» **WORK REQUIRED**: All entries are to be repeated exactly as shown below.

Dataset items:
*** Block opens ***
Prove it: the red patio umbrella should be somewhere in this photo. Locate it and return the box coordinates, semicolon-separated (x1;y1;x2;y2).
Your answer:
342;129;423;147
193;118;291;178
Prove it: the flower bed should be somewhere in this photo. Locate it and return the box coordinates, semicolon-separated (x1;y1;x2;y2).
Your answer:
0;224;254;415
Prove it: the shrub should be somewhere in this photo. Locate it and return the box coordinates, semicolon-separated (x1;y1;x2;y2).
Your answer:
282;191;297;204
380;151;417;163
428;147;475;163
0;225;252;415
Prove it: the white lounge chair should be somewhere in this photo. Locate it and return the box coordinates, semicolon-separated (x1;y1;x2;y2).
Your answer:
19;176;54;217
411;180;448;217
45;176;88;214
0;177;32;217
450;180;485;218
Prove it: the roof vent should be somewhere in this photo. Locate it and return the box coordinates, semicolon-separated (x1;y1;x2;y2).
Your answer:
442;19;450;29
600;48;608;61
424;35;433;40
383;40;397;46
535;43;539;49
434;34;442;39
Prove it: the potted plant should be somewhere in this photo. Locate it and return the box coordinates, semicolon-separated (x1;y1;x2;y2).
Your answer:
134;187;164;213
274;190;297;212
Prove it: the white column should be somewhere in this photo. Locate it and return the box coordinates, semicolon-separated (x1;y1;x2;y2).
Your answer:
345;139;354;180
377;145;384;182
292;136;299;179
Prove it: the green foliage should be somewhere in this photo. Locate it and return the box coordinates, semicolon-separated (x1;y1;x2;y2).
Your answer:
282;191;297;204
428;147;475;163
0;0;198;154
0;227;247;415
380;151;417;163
*** Block closes ***
» **ANSWER FOR THIS EXERCISE**:
Prove it: the red patio umbrella should be somewhere in this photo. Locate it and return the box coordinates, semicolon-separated (x1;y1;x2;y2).
Your answer:
342;129;423;147
193;118;291;178
Prove it: the flower bed should be somewhere in this photo. Locate it and return the box coordinates, semicolon-separated (x1;y1;x2;y2).
Your answer:
0;224;254;415
Prove it: the shrub should be somewhere in this photo. Locate it and return the box coordinates, semicolon-separated (x1;y1;x2;y2).
Your answer:
282;191;297;204
380;151;417;163
428;147;475;163
0;225;252;415
Prove it: the white lounge chair should be somewhere in this photo. Locate it and return the box coordinates, semicolon-separated (x1;y1;x2;y2).
Your answer:
19;176;54;217
411;180;448;217
45;176;88;214
0;177;32;217
450;180;485;218
Prove it: the roof vent should be somewhere in this photo. Locate it and return the box coordinates, semicolon-separated (x1;y1;x2;y2).
Your answer:
442;19;450;29
600;48;608;61
424;35;433;40
383;40;397;46
535;43;539;49
434;34;442;39
Prove it: the potted plant should be somewhere in this photo. Locate it and return the box coordinates, semicolon-separated (x1;y1;x2;y2).
Your answer:
134;187;164;213
274;190;297;212
Prove it: the white column should be somewhere in this photo. Locate it and return the box coordinates, semicolon-separated (x1;y1;x2;y2).
Your answer:
345;139;354;180
377;145;384;182
292;136;299;179
Prove it: the green foliage should be somewhere in this photo. Locate it and return the box coordinates, semicolon-separated (x1;y1;x2;y2).
Your answer:
282;191;297;204
428;147;475;163
0;0;198;154
0;227;247;415
380;151;417;163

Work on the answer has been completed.